> **Stated problem**
Reproduce the lines below word for word, starting with the line that contains "the nest lining" and going on through the line that contains "x=106, y=108", both included.

Records
** START **
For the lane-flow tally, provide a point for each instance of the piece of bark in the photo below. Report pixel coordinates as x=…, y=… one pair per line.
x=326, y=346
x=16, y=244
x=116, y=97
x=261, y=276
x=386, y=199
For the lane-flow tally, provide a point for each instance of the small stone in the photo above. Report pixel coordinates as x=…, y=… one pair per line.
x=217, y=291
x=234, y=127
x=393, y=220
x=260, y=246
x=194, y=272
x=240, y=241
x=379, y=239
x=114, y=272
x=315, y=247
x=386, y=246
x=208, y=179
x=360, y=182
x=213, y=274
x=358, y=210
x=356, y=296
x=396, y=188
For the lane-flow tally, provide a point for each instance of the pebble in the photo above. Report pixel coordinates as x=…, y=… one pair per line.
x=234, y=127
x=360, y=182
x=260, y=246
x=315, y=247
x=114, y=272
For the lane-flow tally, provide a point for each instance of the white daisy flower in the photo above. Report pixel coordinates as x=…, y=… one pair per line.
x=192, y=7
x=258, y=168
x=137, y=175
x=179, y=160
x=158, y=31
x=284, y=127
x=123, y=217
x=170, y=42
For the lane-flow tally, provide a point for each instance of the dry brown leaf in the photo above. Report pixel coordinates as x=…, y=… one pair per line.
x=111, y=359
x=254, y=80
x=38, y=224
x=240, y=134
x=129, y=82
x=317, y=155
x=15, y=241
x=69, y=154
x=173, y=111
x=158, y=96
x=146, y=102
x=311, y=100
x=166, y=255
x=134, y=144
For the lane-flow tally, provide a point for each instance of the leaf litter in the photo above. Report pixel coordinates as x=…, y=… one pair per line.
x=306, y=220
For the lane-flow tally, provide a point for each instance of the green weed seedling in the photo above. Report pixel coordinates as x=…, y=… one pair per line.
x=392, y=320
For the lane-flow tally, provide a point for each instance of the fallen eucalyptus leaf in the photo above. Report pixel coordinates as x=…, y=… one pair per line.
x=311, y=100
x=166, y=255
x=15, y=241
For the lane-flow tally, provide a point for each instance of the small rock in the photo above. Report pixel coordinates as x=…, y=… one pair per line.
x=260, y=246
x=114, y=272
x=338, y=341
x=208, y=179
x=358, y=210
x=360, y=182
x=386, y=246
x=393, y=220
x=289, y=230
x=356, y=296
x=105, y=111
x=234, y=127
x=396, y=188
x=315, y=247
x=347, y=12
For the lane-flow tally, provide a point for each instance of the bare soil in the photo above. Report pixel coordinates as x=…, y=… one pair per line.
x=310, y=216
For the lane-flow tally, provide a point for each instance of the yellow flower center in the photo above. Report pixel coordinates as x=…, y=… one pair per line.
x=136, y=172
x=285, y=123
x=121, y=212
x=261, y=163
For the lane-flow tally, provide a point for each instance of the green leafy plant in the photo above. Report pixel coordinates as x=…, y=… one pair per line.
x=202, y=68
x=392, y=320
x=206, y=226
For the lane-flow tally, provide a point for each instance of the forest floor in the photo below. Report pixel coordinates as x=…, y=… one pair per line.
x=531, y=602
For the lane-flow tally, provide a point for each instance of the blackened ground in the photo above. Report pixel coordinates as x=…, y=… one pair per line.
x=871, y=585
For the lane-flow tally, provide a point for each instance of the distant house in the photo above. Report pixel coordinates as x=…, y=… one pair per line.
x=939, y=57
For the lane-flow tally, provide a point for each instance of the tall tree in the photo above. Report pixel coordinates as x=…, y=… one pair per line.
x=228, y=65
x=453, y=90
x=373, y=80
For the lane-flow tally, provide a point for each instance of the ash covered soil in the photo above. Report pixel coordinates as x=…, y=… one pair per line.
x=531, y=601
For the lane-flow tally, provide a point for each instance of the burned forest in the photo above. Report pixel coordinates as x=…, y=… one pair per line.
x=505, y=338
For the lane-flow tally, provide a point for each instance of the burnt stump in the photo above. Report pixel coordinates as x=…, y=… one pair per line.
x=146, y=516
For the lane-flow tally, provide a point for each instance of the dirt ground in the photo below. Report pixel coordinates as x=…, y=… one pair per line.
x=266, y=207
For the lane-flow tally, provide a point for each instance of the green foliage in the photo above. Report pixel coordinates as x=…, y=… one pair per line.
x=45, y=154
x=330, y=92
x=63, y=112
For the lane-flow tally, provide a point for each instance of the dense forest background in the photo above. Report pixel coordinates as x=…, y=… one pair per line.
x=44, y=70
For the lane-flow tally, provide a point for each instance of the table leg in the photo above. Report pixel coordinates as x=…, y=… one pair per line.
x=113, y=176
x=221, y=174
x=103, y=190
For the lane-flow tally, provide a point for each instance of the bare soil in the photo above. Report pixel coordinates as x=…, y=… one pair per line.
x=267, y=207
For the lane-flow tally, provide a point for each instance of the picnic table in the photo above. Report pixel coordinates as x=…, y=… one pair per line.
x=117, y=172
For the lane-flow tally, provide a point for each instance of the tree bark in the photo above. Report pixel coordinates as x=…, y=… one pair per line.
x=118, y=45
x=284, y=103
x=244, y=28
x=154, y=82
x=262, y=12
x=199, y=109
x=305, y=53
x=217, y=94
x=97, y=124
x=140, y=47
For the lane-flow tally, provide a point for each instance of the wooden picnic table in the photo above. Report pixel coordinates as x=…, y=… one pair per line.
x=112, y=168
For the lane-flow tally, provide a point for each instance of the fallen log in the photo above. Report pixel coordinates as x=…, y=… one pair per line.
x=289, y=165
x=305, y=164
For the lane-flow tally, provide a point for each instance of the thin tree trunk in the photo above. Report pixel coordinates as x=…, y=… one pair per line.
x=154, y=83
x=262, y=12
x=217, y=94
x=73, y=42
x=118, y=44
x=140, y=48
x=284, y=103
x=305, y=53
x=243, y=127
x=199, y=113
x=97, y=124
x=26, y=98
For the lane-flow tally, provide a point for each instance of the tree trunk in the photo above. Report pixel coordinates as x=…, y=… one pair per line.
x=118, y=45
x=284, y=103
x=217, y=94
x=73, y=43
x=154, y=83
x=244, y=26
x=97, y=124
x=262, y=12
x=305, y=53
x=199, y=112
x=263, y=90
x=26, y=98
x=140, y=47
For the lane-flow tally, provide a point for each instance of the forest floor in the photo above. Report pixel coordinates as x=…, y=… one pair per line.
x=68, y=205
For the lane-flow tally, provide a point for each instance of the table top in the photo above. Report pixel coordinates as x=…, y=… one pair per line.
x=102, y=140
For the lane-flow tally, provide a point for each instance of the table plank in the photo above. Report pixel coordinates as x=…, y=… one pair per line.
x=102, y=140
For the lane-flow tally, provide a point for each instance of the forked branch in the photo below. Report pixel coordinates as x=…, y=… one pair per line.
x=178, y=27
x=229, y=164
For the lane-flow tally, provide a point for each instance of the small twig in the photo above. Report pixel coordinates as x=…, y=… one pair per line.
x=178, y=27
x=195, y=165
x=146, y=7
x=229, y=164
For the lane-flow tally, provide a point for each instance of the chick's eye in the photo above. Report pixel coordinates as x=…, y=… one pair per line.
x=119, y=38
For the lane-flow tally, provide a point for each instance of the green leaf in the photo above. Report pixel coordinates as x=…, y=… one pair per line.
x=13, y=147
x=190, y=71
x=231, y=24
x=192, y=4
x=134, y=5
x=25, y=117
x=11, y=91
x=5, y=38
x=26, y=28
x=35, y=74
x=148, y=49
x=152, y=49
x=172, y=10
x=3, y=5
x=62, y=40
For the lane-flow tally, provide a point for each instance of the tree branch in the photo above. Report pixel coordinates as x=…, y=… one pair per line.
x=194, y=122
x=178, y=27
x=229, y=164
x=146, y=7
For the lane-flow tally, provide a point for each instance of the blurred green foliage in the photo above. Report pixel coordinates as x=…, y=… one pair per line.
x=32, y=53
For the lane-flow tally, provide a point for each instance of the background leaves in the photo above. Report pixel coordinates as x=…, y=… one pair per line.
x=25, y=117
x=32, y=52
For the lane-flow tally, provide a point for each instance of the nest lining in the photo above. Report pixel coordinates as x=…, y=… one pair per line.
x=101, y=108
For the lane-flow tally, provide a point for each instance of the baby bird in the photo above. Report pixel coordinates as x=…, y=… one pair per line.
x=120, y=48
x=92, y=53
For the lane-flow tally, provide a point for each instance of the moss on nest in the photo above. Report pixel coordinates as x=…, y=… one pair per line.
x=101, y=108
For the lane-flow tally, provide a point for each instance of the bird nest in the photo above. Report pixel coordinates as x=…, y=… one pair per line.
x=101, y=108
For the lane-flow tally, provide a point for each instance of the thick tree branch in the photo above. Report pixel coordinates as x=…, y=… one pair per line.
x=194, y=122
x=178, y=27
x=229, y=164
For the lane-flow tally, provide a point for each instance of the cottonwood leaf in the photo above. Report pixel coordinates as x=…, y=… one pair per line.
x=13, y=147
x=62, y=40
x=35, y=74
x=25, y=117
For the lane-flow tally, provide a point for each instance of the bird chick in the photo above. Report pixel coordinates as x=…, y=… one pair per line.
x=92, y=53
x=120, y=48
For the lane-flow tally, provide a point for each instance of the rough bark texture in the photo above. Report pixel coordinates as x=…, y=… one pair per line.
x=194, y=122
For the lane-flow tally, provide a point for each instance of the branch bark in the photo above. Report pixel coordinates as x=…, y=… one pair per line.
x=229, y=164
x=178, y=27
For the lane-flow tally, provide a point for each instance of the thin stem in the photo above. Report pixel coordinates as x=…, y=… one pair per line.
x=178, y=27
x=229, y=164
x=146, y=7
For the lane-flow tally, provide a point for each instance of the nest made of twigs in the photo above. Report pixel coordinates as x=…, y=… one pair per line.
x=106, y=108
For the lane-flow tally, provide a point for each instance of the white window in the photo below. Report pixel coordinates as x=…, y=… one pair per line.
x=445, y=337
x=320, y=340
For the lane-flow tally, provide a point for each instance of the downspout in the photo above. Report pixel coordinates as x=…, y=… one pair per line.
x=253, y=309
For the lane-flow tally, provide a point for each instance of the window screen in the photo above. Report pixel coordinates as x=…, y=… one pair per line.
** END **
> **Written solution**
For the lane-flow tally, provide a point for each instance of the nest lining in the photo above. Report pixel coordinates as x=…, y=… one pair per line.
x=101, y=108
For the lane-flow tally, provide a point for each instance of the baby bird in the photo above. Report pixel coordinates as x=…, y=… one pair per line.
x=120, y=48
x=92, y=53
For the lane-flow tally, provide a point for each instance of the moss on nest in the photo above. Report pixel coordinates as x=…, y=… one pair per line.
x=101, y=108
For the lane-flow tally, provide a point for each instance of the bird nest in the photo above. Report pixel coordinates as x=…, y=… one pair per line.
x=101, y=108
For the lane-flow tally, provide a point for each instance of the thick tree branch in the photo above. Report pixel coordinates as x=…, y=… one pair per line.
x=194, y=122
x=178, y=27
x=229, y=164
For the lane-flow tally, provide a point for each instance of the cottonwood leaf in the photo above. Report pixel coordinates as x=…, y=… one pair per line.
x=13, y=147
x=62, y=40
x=35, y=74
x=25, y=117
For the lane-flow tally, provide a point for each instance of the bird chick in the photo above. Report pixel coordinates as x=…, y=… one pair per line.
x=92, y=53
x=120, y=48
For the lane-flow tally, provide a point for each instance of the rough bark texture in the photo above. Report pixel coordinates as x=…, y=… one pair per line.
x=194, y=122
For the lane-flow tally, provide a point for each instance of the branch bark in the photo above. Report pixel coordinates as x=…, y=… one pair per line.
x=229, y=164
x=178, y=27
For the lane-flow tally, provide a point for each instance of the thin stem in the photo above. Report pixel coordinates as x=…, y=… one pair per line.
x=178, y=27
x=229, y=164
x=146, y=7
For the lane-flow tally, provide a point for each instance of the nest made of twigs in the photo above. Report pixel coordinates as x=…, y=… one pair per line.
x=106, y=108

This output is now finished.